William A. Warmington - Raymond James & Associates, Inc., Research Division

Got it. One last question for you was on the -- your -- how do you balance the -- your goal of taking leverage from 2.2 to 2? And then also the share repurchase and the M&A opportunities?

Mark V. Anquillare

Good question. I think what we've tried to do is really be very thoughtful about our capital management program. So at the time Argus came along, we were in talks and knew about Argus for a long time. It was a unique opportunity. And we said, we want to continue to be very growth oriented. That is our primary focus. And at that point, we've been telling everybody that we would go above that 2x target. I think, once that happened and we jumped above the 2x, we now have been thoughtful about the cash that goes out the door, and that comes in the form of acquisitions. We will do the right acquisitions. There'll probably be for a bit of a time, a little bit smaller. At the same time, we've also dialed back our buyback program, so that hopefully, in the near term, we'll be back towards that 2x level. And we have a little greater flexibility around acquisitions, as we kind of go into the future towards the latter part of -- in the middle of 2013.

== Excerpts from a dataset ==
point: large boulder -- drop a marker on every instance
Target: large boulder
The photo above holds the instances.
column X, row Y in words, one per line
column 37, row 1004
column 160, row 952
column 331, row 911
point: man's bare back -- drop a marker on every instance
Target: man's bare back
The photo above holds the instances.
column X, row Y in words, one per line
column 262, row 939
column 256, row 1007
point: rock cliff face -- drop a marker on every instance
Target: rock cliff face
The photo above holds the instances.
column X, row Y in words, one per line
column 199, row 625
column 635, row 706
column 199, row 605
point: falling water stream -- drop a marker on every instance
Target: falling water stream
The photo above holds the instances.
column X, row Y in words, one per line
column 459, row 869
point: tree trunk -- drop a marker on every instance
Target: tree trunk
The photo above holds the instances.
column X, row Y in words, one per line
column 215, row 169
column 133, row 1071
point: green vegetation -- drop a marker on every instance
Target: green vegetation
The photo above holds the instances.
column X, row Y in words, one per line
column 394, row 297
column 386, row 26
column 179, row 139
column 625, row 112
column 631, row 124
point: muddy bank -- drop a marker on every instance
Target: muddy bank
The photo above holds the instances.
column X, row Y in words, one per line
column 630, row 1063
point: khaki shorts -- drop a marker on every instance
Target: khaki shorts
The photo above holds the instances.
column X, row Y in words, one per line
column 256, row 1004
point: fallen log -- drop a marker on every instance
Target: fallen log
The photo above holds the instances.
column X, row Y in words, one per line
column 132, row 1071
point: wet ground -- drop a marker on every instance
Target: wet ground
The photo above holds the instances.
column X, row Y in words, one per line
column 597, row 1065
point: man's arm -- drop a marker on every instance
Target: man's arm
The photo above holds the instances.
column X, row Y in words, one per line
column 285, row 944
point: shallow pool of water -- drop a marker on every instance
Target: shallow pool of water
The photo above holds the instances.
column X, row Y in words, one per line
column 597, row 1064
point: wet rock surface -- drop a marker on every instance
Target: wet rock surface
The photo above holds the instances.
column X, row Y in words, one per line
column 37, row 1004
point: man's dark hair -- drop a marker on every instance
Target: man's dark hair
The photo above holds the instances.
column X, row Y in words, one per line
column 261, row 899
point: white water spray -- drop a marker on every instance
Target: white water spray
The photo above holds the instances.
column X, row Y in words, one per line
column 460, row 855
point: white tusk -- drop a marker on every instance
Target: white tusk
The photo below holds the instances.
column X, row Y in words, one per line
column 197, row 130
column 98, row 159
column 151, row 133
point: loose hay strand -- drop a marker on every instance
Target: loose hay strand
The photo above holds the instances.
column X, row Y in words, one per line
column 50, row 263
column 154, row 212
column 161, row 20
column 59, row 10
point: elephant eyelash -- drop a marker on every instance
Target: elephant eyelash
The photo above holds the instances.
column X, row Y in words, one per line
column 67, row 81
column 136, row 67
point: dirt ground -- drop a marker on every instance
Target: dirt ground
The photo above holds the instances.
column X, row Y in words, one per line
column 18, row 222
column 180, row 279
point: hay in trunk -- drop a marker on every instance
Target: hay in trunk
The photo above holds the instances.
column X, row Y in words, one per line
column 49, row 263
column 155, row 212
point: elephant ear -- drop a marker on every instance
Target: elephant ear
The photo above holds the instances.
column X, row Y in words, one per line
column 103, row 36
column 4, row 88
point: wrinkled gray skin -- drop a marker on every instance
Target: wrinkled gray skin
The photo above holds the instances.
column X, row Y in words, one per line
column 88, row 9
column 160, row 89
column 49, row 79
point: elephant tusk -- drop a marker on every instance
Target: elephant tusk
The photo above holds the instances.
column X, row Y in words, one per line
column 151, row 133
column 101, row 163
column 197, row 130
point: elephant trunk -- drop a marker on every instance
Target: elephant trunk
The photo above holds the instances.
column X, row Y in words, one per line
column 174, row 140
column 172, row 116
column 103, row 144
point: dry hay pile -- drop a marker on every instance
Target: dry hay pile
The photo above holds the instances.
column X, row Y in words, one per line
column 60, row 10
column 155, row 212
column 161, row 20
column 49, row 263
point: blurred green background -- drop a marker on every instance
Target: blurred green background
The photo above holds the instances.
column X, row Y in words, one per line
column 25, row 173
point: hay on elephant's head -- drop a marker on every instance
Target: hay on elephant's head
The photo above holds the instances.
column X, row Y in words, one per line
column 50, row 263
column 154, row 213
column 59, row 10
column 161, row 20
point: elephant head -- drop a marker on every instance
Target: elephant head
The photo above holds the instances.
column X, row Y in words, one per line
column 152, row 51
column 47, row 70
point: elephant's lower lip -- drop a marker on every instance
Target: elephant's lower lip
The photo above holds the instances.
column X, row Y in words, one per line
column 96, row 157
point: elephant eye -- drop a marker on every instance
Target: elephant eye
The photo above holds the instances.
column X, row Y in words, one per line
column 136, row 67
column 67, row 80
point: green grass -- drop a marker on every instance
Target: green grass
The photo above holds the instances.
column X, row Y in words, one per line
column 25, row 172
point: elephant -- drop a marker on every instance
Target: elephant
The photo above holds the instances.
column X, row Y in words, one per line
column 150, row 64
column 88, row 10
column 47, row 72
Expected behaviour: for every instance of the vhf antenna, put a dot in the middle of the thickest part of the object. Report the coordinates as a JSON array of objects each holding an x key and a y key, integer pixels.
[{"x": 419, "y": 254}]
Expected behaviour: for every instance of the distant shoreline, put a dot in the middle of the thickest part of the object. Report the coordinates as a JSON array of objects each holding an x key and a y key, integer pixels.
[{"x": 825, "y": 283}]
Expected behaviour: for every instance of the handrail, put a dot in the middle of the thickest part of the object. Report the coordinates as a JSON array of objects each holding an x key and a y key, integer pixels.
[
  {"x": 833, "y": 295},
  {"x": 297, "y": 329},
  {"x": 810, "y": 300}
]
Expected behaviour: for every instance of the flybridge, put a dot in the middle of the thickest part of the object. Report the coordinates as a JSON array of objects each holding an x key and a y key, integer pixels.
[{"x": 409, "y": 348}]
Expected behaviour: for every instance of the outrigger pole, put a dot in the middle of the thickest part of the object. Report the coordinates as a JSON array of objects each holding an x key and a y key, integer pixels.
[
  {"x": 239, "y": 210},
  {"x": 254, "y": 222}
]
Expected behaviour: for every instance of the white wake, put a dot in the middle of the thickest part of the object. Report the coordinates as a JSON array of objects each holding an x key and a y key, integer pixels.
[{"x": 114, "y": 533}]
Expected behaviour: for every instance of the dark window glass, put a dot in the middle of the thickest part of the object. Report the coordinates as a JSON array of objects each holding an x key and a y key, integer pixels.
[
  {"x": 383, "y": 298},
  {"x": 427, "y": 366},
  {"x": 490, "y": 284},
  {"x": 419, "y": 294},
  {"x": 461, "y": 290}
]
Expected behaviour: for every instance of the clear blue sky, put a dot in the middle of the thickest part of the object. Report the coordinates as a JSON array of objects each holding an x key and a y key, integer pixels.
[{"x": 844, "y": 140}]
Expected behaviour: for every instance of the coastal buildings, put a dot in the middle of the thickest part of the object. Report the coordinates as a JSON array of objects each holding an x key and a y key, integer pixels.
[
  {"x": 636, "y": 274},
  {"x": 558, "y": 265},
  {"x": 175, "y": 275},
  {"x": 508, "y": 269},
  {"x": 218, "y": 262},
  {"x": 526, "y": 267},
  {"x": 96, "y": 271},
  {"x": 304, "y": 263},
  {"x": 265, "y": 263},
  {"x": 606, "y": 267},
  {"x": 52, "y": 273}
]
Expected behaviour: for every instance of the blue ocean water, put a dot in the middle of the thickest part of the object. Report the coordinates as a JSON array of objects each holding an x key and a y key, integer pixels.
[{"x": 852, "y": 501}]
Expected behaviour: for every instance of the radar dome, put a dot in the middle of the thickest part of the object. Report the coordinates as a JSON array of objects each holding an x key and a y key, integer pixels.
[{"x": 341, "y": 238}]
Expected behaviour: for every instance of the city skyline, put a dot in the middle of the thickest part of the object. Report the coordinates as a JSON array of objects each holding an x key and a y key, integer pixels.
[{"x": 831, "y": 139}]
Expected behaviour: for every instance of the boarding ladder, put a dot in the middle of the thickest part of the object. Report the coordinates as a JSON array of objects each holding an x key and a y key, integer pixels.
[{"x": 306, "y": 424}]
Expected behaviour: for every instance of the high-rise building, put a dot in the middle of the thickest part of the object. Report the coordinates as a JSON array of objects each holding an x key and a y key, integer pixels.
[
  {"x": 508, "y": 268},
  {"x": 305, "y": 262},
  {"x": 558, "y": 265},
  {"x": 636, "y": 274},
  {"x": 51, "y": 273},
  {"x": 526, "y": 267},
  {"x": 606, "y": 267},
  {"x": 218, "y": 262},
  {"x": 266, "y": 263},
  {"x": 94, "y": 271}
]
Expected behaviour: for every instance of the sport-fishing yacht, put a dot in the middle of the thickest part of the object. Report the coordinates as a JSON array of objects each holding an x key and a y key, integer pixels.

== Description of the task ==
Can you repeat the earnings call transcript word for word, from "Got it. One" up to and including "the M&A opportunities?"?

== Solution ==
Got it. One last question for you was on the -- your -- how do you balance the -- your goal of taking leverage from 2.2 to 2? And then also the share repurchase and the M&A opportunities?